*** EXERCISE TEXT Section Begins ***
The spent fuel pools at Rokkasho have had an extensive series of problems. 307 defects were found in 2003 that includes holes, faulty welds and other failures in the spent fuel pools and tanks at the reprocessing plant. Leaks from the spent fuel pools due to faulty welding were found as early as 2001. 291 faulty welds were found and six holes that went completely through the metal liner of the spent fuel pool. There were also failures found in the canals used for moving spent fuel from the pools, and metal fittings that were embedded into concrete to protect against earthquakes had been severed. These were metal plates embedded in the concrete to support the fuel racks, so these were critical components.
weldfailures2

Reprocessing Plant

The reprocessing plant itself has had a number of failures found. Chemical holding tanks were found to have holes through the welds including 57 examples of bad welds and one complete hole. Over 1000 defects were found at the plant during early tests using water and steam to detect failures and leaks. Failures where found in 9 of the 10 buildings, the vitrification building was not inspected at that time. In the fuel dissolver tanks, where the actual extraction is done, thermometers were found to be in the wrong locations. These are a critical piece of equipment for that process stage. While some of these found problems have been addressed, a number of them still had not been resolved. One is the software programming that controls an important locking valve used to prevent a criticality accident. The pipes used to extract the acid solutions used in the fuel separation process were still not repaired.
*** EXERCISE TEXT Section Ends ***
*** EXTRACTED RECORDS Section Begins ***
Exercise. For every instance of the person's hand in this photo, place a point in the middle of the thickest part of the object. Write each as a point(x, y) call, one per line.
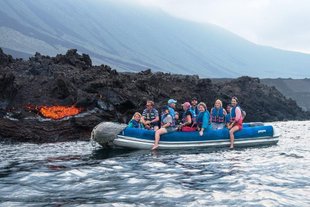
point(201, 133)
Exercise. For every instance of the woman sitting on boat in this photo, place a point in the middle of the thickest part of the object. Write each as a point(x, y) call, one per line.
point(150, 116)
point(218, 115)
point(187, 124)
point(166, 126)
point(203, 119)
point(227, 117)
point(135, 122)
point(235, 120)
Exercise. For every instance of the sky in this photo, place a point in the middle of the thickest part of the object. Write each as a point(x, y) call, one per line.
point(283, 24)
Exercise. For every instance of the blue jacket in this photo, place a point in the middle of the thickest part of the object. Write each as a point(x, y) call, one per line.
point(134, 124)
point(203, 120)
point(217, 116)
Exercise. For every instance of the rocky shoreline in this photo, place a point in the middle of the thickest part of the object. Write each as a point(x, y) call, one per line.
point(104, 94)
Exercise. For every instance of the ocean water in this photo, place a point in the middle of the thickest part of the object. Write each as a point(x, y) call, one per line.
point(79, 174)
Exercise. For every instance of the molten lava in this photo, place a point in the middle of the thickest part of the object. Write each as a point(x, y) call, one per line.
point(54, 112)
point(58, 112)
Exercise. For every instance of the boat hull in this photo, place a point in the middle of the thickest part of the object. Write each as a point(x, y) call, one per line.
point(249, 136)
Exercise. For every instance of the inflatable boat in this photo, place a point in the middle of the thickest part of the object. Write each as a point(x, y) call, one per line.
point(252, 134)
*** EXTRACTED RECORDS Section Ends ***
**WHAT YOU NEED TO DO:** In the Rokkasho text, why are the severed metal fittings in the concrete described as critical components?

**WRITTEN RESPONSE:** They were metal plates embedded in the concrete to support the fuel racks. They were also put there to protect against earthquakes, so their failure affected the support of the spent fuel racks.